--- Start Data shown ---
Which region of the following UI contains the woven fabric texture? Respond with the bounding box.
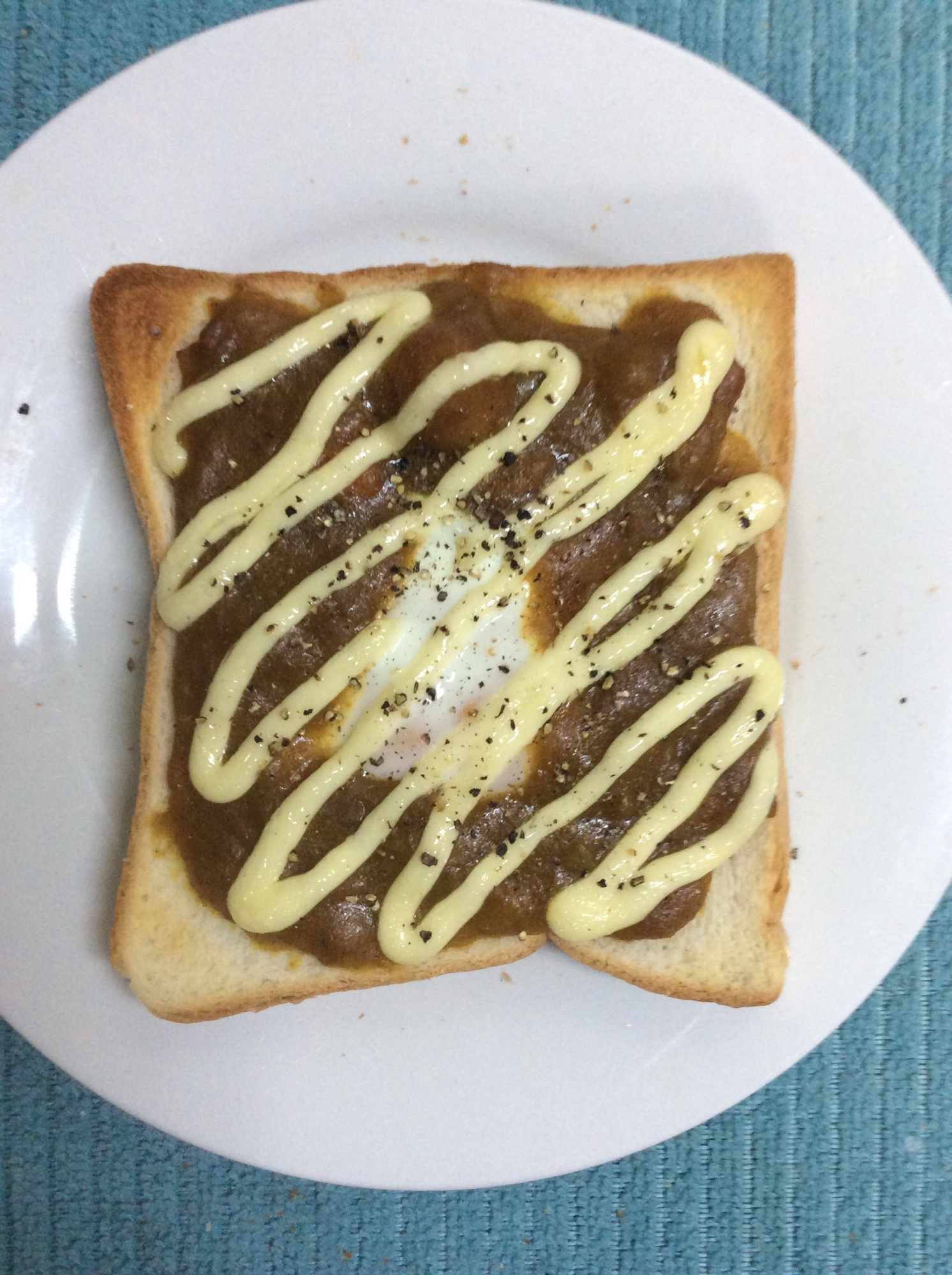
[0,0,952,1275]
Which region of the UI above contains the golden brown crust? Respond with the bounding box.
[91,255,794,1023]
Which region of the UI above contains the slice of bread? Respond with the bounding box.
[91,255,794,1023]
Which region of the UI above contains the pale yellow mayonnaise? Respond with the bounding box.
[156,292,784,964]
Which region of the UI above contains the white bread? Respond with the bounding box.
[91,256,794,1021]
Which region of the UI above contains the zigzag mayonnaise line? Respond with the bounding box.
[156,293,782,964]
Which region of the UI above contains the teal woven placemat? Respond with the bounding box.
[0,0,952,1275]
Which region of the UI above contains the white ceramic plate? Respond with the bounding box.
[0,0,952,1187]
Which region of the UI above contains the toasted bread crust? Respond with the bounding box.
[91,255,794,1023]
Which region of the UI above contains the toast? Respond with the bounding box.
[91,256,794,1023]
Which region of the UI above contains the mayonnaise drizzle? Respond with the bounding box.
[156,292,782,964]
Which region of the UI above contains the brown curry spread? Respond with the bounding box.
[163,268,766,965]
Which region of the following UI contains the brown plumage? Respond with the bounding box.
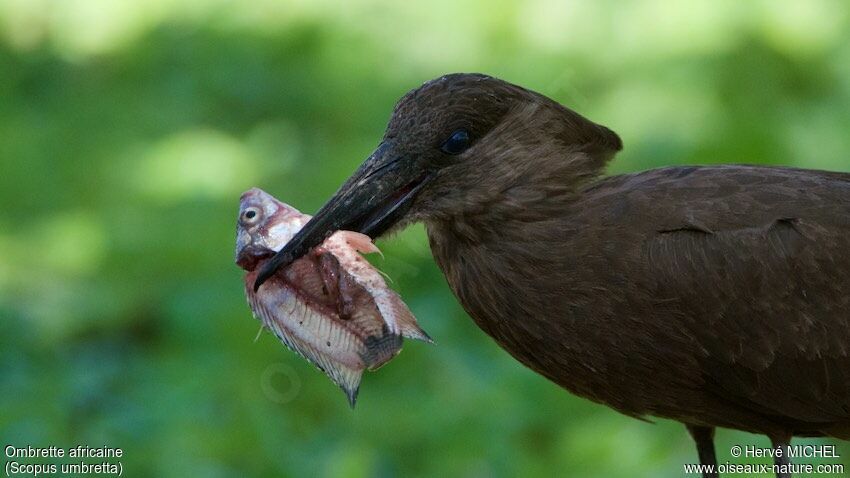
[258,74,850,474]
--- End Data shown ---
• [Task to carry out] Could you copy out the listing above word for word, from its first line through its last, leaving out the pictures?

• [Full answer]
Which region of the following UI contains the woven fabric texture? Respond with the bounding box.
[0,0,952,1275]
Which region of the UI above contains the golden brown crust? Respond with the bounding box.
[91,255,794,1023]
Which region of the UI above contains the slice of bread? Respond with the bounding box.
[91,255,794,1023]
Which region of the UI above contains the pale yellow mayonnaise? Respond with the bounding box.
[156,292,784,964]
Which region of the UI above contains the white bread? Respond with the bounding box.
[91,256,794,1021]
Which region of the UI above contains the zigzag mayonnaise line? Respond with the bounding box.
[156,293,782,964]
Which region of the UI above contains the teal woven placemat? Respond with the bounding box.
[0,0,952,1275]
Which region of the UI above contains the white ceramic plate? Respond with the bounding box.
[0,0,952,1187]
Which region of the UI above contains the toasted bread crust? Respond with the bounding box.
[91,255,794,1023]
Which region of the UI above contains the toast? Respond with the bounding box.
[91,256,794,1023]
Which region of the UI above contains the mayonnaise drizzle? Respond with the bounding box.
[156,292,782,964]
Which region of the UI above contains the brown curry spread? Respond with the bounding box.
[163,268,766,965]
Which region of the following UI contains the brown plumage? Respond with the bounding box.
[258,74,850,474]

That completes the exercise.